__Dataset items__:
%%

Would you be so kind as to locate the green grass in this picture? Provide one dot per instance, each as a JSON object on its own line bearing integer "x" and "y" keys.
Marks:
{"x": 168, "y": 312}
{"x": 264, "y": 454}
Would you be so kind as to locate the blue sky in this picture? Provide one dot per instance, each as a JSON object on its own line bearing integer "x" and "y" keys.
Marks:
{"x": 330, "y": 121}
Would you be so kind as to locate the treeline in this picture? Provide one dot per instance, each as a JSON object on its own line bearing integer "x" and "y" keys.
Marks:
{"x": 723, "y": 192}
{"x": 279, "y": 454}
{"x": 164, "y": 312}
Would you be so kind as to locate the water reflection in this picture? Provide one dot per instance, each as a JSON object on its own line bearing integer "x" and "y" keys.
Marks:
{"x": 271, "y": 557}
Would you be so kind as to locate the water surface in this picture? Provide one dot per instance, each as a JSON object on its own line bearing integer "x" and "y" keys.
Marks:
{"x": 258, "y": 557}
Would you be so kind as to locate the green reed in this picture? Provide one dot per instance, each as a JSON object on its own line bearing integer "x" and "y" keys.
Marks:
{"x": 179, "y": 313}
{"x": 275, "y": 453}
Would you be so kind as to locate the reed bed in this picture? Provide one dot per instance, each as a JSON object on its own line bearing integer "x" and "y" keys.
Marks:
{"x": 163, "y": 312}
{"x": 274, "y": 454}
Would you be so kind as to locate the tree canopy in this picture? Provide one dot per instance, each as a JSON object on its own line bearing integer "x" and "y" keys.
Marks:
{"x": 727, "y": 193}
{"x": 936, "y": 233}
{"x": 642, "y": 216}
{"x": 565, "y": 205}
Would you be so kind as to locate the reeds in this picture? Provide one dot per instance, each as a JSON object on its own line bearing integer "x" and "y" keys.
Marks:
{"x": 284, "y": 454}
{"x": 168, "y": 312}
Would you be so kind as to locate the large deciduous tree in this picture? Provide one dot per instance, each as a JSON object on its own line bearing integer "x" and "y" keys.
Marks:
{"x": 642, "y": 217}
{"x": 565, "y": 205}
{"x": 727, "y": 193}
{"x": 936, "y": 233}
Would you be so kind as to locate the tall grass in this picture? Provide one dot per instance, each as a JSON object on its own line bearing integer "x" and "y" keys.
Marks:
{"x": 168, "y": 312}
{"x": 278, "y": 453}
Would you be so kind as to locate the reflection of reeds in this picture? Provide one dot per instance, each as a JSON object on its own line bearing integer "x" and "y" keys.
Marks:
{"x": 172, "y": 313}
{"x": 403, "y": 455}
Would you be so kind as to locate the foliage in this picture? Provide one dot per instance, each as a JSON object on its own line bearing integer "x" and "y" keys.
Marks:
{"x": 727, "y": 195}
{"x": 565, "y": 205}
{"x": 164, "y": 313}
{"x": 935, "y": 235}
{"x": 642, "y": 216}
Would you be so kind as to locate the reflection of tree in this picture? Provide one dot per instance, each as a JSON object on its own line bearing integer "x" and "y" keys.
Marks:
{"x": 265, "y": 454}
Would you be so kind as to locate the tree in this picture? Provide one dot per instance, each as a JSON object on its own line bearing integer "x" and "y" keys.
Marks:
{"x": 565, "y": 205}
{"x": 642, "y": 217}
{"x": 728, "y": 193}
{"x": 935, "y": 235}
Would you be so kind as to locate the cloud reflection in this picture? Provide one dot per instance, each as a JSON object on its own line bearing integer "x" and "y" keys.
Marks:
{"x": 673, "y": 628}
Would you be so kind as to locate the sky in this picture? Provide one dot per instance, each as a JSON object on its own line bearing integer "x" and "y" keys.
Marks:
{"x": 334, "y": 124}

%%

__Exercise objective__:
Copy all of the material above line for line, changing no character.

__Output__:
Would you be so kind as to locate the green grass in this picture? Provide one dot per instance, each as a JSON object on its own line bearing integer "x" and "y" keys.
Marks:
{"x": 168, "y": 312}
{"x": 264, "y": 454}
Would you be so kind as to locate the blue sky in this picture? Provide one dot per instance, each as a JSON object on its own line bearing integer "x" and "y" keys.
Marks:
{"x": 330, "y": 121}
Would you be so kind as to locate the treeline in this picture? Provide one dot per instance, each as a JSON object on its own line bearing integer "x" and "y" keys.
Marks:
{"x": 723, "y": 192}
{"x": 279, "y": 454}
{"x": 164, "y": 312}
Would you be so kind as to locate the water reflection in this picture? Provide one dot per instance, each as a JSON object on its own line bearing integer "x" and "y" keys.
Marks:
{"x": 271, "y": 557}
Would you be so kind as to locate the water surface in this picture? Provide one dot per instance, each as a JSON object on its own line bearing integer "x" and "y" keys.
Marks:
{"x": 258, "y": 557}
Would you be so kind as to locate the green reed in this picture? Provide one dot per instance, each as a JSON object on its own line bearing integer "x" and "y" keys.
Marks:
{"x": 179, "y": 313}
{"x": 275, "y": 453}
Would you be so kind as to locate the reed bed in this picture? Provide one dot per instance, each as a JSON object on its own line bearing integer "x" and "y" keys.
Marks:
{"x": 163, "y": 312}
{"x": 274, "y": 454}
Would you be so kind as to locate the tree canopy in this picture? Provide one dot per instance, each as a JSON object on its own line bearing integer "x" and "y" keys.
Marks:
{"x": 727, "y": 193}
{"x": 936, "y": 233}
{"x": 642, "y": 216}
{"x": 565, "y": 205}
Would you be so kind as to locate the reeds in this picture? Provide one dot per instance, each as a JSON object on its own line bearing integer "x" and "y" keys.
Marks:
{"x": 284, "y": 454}
{"x": 168, "y": 312}
Would you be so kind as to locate the large deciduous tree in this picture? Provide one dot per instance, each as a JSON object on its own line bearing integer "x" and "y" keys.
Marks:
{"x": 642, "y": 217}
{"x": 565, "y": 205}
{"x": 727, "y": 193}
{"x": 936, "y": 233}
Would you be so kind as to locate the tall grass in this picture? Provide one dot per instance, each as a JSON object on its own line bearing integer "x" and "y" keys.
Marks:
{"x": 168, "y": 312}
{"x": 278, "y": 453}
Would you be so kind as to locate the reflection of reeds in this picture? Provide one dot per instance, each as a JSON object on its own line bearing integer "x" and "y" keys.
Marks:
{"x": 172, "y": 313}
{"x": 403, "y": 455}
Would you be so kind as to locate the foliage in this picture? Provide one dot per instance, each as a JSON object on its own line bearing integer "x" and "y" keys.
Marks:
{"x": 727, "y": 195}
{"x": 565, "y": 205}
{"x": 164, "y": 313}
{"x": 935, "y": 235}
{"x": 642, "y": 216}
Would you be so kind as to locate the reflection of tree in this picture? Provide one dot per instance, each as a JSON object on its own line bearing integer "x" and "y" keys.
Marks:
{"x": 265, "y": 454}
Would you be so kind as to locate the tree in this picture? Provide one dot per instance, each as a JSON object on its own line bearing integer "x" and "y" keys.
Marks:
{"x": 565, "y": 205}
{"x": 642, "y": 217}
{"x": 728, "y": 193}
{"x": 935, "y": 235}
Would you be so kind as to locate the cloud reflection in this picture? Provide one dot per instance, each as a JSON object on its own line bearing integer "x" and "y" keys.
Marks:
{"x": 673, "y": 628}
Would you be so kind as to locate the sky in this picture? Provide one dot per instance, each as a JSON object on its own line bearing integer "x" and "y" keys.
Marks:
{"x": 334, "y": 124}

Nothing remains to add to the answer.